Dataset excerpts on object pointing
>> BEGIN
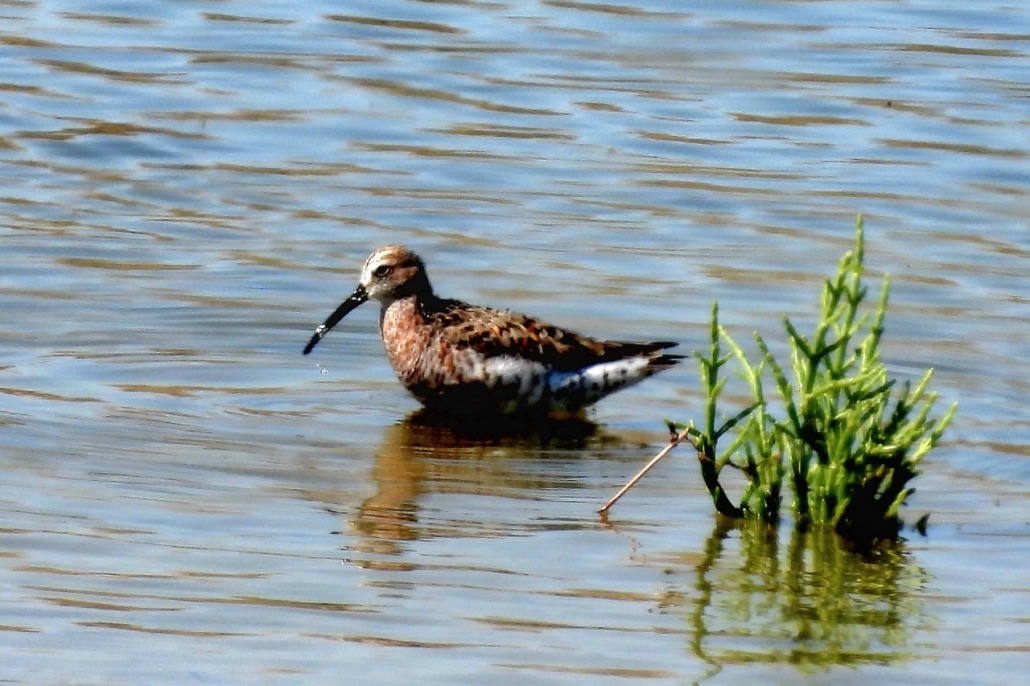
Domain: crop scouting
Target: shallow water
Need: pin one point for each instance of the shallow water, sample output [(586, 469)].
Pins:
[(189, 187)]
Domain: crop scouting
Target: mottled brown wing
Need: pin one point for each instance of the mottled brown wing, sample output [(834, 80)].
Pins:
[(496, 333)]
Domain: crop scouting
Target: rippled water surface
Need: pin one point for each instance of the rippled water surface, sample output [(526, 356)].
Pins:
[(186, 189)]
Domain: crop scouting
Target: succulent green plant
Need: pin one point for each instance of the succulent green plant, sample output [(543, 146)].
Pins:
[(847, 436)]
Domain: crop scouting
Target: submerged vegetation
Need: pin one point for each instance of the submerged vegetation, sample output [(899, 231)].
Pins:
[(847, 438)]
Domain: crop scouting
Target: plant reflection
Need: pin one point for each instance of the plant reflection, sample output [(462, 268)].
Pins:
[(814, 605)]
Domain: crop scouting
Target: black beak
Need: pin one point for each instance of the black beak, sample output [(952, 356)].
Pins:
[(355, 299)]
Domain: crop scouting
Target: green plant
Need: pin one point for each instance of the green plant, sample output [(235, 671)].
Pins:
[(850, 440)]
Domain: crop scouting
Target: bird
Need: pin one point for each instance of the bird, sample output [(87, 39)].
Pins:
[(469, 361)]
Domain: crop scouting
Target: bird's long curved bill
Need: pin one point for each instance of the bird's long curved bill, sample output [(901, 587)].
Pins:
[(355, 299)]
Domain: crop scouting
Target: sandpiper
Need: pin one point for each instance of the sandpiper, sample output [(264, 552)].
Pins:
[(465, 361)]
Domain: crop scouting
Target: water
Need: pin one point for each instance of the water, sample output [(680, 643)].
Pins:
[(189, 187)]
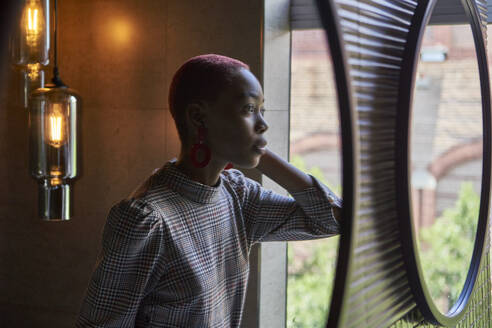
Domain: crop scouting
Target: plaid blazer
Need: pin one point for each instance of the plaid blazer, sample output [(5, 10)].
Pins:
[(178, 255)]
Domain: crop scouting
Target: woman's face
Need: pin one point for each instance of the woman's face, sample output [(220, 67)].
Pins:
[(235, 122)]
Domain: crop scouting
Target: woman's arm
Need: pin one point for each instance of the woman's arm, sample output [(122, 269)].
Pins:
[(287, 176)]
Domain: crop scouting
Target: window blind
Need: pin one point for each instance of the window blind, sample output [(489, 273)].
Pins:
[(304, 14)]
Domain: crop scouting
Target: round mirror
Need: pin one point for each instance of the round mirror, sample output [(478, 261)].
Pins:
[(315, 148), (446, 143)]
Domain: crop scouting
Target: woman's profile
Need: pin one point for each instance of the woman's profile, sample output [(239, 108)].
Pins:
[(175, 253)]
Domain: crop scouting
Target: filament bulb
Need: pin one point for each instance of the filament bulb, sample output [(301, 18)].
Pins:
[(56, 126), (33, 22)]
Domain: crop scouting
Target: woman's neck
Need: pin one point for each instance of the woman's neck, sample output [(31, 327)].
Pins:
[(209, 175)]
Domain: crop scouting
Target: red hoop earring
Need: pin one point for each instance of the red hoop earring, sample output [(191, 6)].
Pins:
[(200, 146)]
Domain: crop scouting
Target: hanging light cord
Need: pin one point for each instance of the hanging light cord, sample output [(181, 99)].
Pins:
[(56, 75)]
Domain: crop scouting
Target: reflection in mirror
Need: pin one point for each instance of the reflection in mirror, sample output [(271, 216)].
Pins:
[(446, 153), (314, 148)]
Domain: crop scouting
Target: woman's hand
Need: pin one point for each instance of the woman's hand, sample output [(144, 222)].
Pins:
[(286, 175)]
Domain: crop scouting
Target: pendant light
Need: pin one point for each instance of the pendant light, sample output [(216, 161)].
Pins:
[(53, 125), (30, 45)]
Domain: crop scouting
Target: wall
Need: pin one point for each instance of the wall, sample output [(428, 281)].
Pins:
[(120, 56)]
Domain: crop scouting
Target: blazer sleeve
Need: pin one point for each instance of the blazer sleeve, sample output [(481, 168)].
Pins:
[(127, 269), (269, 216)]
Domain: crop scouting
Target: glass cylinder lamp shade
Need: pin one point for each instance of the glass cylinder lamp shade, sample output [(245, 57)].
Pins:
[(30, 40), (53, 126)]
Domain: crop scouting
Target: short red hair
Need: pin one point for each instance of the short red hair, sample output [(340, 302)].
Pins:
>> END
• EXERCISE GOAL
Starting at the beginning of the listing and going on through the line with "[(496, 333)]", write those lines out again, requests included, adding 55 to every coordinate in the pinned points but not to the sample outputs. Leave the pictures out of your answer.

• EXPECTED OUTPUT
Domain: crop scouting
Target: shallow water
Need: pin one point for each instance of the shallow water, sample output [(586, 469)].
Pins:
[(244, 242)]
Domain: crop scouting
Target: mottled brown wing
Need: pin one point for each instance of the mottled brown wing, sample output [(834, 80)].
Pins:
[(551, 388)]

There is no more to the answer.